_DATASET CONTENT_

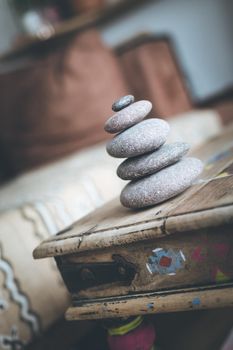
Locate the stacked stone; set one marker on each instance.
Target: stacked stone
(157, 171)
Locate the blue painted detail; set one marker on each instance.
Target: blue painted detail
(219, 156)
(165, 262)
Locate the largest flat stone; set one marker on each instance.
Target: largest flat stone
(149, 163)
(139, 139)
(161, 186)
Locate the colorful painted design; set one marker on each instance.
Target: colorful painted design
(165, 262)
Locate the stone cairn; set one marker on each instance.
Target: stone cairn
(157, 171)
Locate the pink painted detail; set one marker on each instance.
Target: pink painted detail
(165, 261)
(197, 254)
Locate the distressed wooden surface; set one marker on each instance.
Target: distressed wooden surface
(209, 199)
(148, 304)
(176, 248)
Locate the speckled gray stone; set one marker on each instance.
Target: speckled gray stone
(139, 139)
(122, 102)
(127, 117)
(137, 167)
(162, 185)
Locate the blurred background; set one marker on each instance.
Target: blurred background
(62, 65)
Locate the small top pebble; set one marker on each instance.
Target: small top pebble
(122, 102)
(127, 117)
(141, 138)
(149, 163)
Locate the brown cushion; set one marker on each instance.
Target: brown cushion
(150, 67)
(59, 103)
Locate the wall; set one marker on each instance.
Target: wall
(202, 31)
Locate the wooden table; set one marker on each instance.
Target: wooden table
(177, 255)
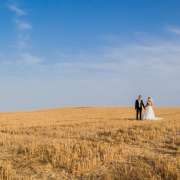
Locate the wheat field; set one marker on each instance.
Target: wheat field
(89, 143)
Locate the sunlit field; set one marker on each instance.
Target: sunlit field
(89, 143)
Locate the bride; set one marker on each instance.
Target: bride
(149, 112)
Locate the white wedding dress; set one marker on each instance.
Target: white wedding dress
(149, 113)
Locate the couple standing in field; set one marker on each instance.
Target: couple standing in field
(148, 113)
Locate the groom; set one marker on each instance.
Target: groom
(139, 105)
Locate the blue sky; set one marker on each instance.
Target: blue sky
(57, 53)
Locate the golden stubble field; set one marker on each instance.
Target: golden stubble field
(89, 143)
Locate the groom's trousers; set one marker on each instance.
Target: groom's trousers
(139, 113)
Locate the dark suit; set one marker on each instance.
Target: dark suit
(138, 107)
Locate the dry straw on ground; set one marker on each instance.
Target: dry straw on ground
(89, 143)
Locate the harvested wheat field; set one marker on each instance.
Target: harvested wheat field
(89, 143)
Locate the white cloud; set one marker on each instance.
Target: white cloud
(15, 9)
(29, 59)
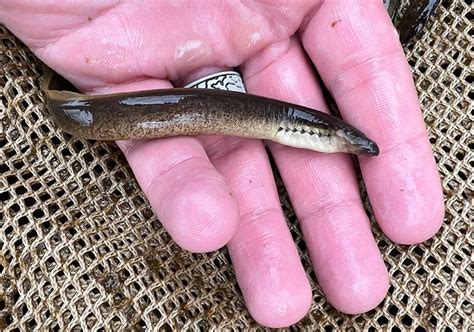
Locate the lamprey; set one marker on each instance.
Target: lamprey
(174, 112)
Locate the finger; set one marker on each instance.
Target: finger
(356, 50)
(265, 259)
(190, 198)
(323, 191)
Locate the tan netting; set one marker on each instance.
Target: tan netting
(81, 249)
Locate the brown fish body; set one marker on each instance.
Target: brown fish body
(175, 112)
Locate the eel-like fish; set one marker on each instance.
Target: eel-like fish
(414, 17)
(173, 112)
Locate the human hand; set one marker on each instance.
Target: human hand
(213, 191)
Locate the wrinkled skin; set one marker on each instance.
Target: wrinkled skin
(214, 191)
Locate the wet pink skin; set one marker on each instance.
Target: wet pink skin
(209, 192)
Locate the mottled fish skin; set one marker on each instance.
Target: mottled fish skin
(174, 112)
(415, 18)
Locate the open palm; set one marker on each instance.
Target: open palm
(214, 191)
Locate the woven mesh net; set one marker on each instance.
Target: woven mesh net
(81, 249)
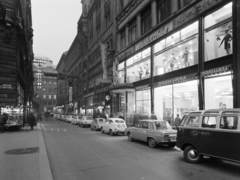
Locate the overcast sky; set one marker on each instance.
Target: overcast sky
(55, 26)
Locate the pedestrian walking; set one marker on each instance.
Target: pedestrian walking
(3, 121)
(31, 120)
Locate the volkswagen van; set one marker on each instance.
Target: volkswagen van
(213, 133)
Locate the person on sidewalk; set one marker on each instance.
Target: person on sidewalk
(3, 121)
(31, 120)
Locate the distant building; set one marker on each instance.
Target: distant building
(45, 87)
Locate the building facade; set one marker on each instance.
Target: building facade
(16, 55)
(45, 85)
(178, 56)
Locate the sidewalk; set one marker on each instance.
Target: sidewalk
(34, 166)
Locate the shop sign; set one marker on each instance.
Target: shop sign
(124, 85)
(216, 70)
(154, 36)
(176, 80)
(6, 86)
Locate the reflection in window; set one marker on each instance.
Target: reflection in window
(218, 33)
(218, 92)
(184, 99)
(143, 102)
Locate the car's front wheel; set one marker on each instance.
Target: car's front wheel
(129, 136)
(152, 143)
(191, 155)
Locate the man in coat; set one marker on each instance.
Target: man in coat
(3, 121)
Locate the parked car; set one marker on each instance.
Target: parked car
(97, 124)
(85, 121)
(76, 120)
(153, 132)
(114, 126)
(213, 133)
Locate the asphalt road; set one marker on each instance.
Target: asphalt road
(77, 153)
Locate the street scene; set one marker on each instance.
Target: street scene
(119, 89)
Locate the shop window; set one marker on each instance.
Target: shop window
(146, 20)
(132, 31)
(139, 71)
(122, 39)
(163, 10)
(143, 102)
(218, 92)
(218, 33)
(184, 51)
(176, 99)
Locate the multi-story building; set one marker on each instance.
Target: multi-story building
(45, 84)
(177, 56)
(16, 55)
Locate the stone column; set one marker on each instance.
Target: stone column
(154, 12)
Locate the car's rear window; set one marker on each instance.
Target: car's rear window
(119, 121)
(162, 125)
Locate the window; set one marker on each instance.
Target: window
(229, 122)
(192, 121)
(218, 33)
(122, 39)
(132, 31)
(163, 10)
(145, 125)
(146, 20)
(209, 122)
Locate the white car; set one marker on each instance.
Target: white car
(114, 126)
(85, 121)
(76, 120)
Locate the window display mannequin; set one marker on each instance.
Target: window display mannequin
(185, 57)
(227, 39)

_PROBLEM TO WORK ON_
Quote the entries in full. Any image among them is to be omitted from the copy.

_EXPECTED OUTPUT_
Locate the stacked stone; set one marker on each instance.
Target: stacked stone
(157, 171)
Locate the blue painted detail; set one marker on each instance.
Target: blue painted detail
(219, 156)
(165, 262)
Locate the largest flat stone; set one marker on each instance.
Target: largest flat stone
(149, 163)
(139, 139)
(161, 186)
Locate the colorful painted design; set one marker on each instance.
Target: colorful painted design
(165, 262)
Locate the stone cairn; set one marker on each instance.
Target: stone cairn
(157, 171)
Locate the pink painted detail; set one marker on each instance.
Target: pink painted detail
(165, 261)
(197, 254)
Locate the distressed wooden surface; set one marker on each instance.
Target: distressed wooden surface
(209, 199)
(148, 304)
(176, 248)
Locate the speckled gray stone; set one marker on each instance.
Target: speckled gray stone
(139, 139)
(122, 102)
(127, 117)
(137, 167)
(162, 185)
Locate the blurred background; set one marker on each instance.
Target: blurred background
(62, 65)
Locate the small top pebble; set one marker on each instance.
Target: small top pebble
(122, 102)
(127, 117)
(141, 138)
(149, 163)
Locate the brown cushion; set one marker on each instance.
Target: brown cushion
(150, 67)
(59, 103)
Locate the wall; set one marker on each instance.
Target: wall
(202, 31)
Locate the wooden table; set one marker on each instance.
Target: wooden table
(177, 255)
Locate the wheat field; set one marker on each instance.
Target: wheat field
(89, 143)
Locate the sunlit field; set one marker on each instance.
Target: sunlit field
(89, 143)
Locate the bride; set one marker on each instance.
Target: bride
(149, 112)
Locate the white wedding dress; set one marker on each instance.
Target: white wedding dress
(149, 113)
Locate the couple standing in field; set one marker on each instance.
Target: couple standing in field
(148, 113)
Locate the groom; set one marker on each instance.
Target: groom
(139, 105)
Locate the blue sky; set one marker on each instance.
Target: blue sky
(57, 53)
Locate the golden stubble field; set one marker on each instance.
Target: golden stubble field
(89, 143)
Locate the groom's trousers; set one marker on each instance.
Target: groom's trousers
(139, 113)
Locate the dark suit; set one marker on each instance.
Target: dark suit
(138, 107)
Locate the dry straw on ground; set one marker on each instance.
Target: dry straw on ground
(89, 143)
Locate the harvested wheat field; set one marker on each instance.
Target: harvested wheat field
(89, 143)
Locate the white cloud; set one marker on each instance.
Target: white cloud
(15, 9)
(29, 59)
Locate the lamprey; set one marker on each instance.
Target: lamprey
(174, 112)
Locate the finger; set one marker on each instance.
Target: finger
(356, 50)
(265, 259)
(190, 198)
(323, 191)
Locate the tan netting; set one marker on each instance.
Target: tan netting
(81, 249)
Locate the brown fish body; set one marker on each instance.
Target: brown fish body
(175, 112)
Locate the eel-like fish; set one marker on each instance.
Target: eel-like fish
(414, 17)
(173, 112)
Locate the human hand; set one marker on each instance.
Target: human hand
(213, 191)
Locate the wrinkled skin; set one marker on each instance.
Target: wrinkled skin
(214, 191)
Locate the wet pink skin; set one marker on each instance.
Target: wet pink skin
(209, 192)
Locate the mottled fish skin; set one marker on each instance.
Target: mottled fish skin
(174, 112)
(415, 18)
Locate the open palm; set one marker on each instance.
Target: open palm
(214, 191)
Locate the woven mesh net; set one marker on each instance.
Target: woven mesh net
(81, 249)
Locate the overcast sky; set one marker on each instance.
Target: overcast sky
(55, 26)
Locate the pedestrian walking; set one marker on each instance.
Target: pedestrian walking
(3, 121)
(31, 120)
Locate the volkswagen van; set one marker on each instance.
Target: volkswagen van
(213, 133)
Locate the person on sidewalk; set one marker on each instance.
Target: person on sidewalk
(3, 121)
(31, 120)
Locate the distant building; set one marker on each instance.
Target: distant building
(45, 87)
Locate the building facade; set one marker on each instance.
Target: building facade
(16, 55)
(45, 85)
(178, 56)
Locate the sidewalk; set one marker on each instance.
Target: sidewalk
(34, 166)
Locate the shop sign; set one marker on each instance.
Target: shop sign
(124, 85)
(216, 70)
(154, 36)
(176, 80)
(6, 86)
Locate the reflection in window; set one marker on each instance.
Target: reflection in window
(218, 33)
(218, 92)
(184, 99)
(143, 102)
Locate the car's front wheel; set one marker on each instance.
Target: car's front wheel
(129, 136)
(152, 143)
(191, 155)
Locate the man in coat; set one marker on each instance.
Target: man in coat
(3, 121)
Locate the parked car; set one marker on each instance.
Target: parked car
(97, 124)
(85, 121)
(76, 120)
(153, 132)
(114, 126)
(213, 133)
Locate the asphalt road; set one marker on each instance.
Target: asphalt road
(77, 153)
Locate the street scene; set one marker on each instance.
Target: street scene
(119, 89)
Locate the shop window; set one marker on each instance.
Target: shop window
(146, 20)
(132, 31)
(139, 71)
(122, 39)
(163, 10)
(143, 102)
(218, 92)
(218, 33)
(184, 51)
(176, 99)
Locate the multi-story building; set one marker on each instance.
Target: multi-story building
(45, 84)
(177, 56)
(16, 55)
Locate the stone column; set one marker on each instance.
Target: stone column
(154, 12)
Locate the car's rear window; set one marker on each instance.
Target: car's rear window
(119, 121)
(162, 125)
Locate the window; set one marker on each instance.
Target: window
(229, 122)
(192, 121)
(218, 33)
(122, 39)
(132, 31)
(163, 10)
(145, 125)
(146, 20)
(209, 122)
Locate the white car; set one marker on each instance.
Target: white car
(114, 126)
(85, 121)
(76, 120)
Locate the window display mannequin; set one marker on each instance.
Target: window display mannequin
(185, 57)
(227, 39)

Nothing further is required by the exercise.